== Data excerpts
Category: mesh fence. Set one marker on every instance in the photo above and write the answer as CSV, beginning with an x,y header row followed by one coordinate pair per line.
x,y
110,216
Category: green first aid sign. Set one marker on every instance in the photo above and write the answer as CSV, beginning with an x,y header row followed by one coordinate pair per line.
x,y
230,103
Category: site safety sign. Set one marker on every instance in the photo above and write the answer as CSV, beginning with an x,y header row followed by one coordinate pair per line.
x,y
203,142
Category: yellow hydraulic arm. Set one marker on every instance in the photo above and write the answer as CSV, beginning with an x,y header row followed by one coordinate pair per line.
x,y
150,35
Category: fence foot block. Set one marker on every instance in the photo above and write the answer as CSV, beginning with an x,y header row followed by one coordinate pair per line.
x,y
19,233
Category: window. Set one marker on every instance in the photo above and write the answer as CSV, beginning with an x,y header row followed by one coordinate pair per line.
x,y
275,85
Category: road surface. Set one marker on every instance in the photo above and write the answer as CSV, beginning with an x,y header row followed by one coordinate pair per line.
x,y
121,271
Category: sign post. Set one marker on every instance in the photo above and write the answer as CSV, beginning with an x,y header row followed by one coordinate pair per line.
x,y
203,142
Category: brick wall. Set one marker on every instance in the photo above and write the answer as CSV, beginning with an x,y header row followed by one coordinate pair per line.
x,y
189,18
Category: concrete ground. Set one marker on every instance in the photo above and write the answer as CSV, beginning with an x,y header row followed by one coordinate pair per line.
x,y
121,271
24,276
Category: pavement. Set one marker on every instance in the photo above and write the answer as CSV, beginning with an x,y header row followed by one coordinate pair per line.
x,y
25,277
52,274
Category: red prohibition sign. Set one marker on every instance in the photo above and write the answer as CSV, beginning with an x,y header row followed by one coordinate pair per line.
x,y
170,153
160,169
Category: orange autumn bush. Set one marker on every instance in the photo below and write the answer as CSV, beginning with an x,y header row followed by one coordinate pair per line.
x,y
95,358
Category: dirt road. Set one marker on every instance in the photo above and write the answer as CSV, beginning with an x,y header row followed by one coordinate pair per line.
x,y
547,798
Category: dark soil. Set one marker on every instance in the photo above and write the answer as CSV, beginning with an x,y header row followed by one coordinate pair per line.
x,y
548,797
====
◆ **Set exercise**
Write out exactly the final stretch of the records: the line containing "Category: orange autumn" and every line after it, through the last, and nothing else.

◆ **Solution to this task**
Category: orange autumn bush. Set one marker on every instance in the photo below and write the answer as CSV, beginning with an x,y header row followed by one coordinate pair per line.
x,y
95,358
Category: dirt road. Set one marker on every instance in the photo above and write the answer as CSV, beginning with an x,y header row followed by one coordinate pair per line.
x,y
547,798
Category: dark soil. Set one marker on every instance in the photo above and write the answer as CSV, beginning with an x,y header row followed by one coordinate pair per line.
x,y
548,797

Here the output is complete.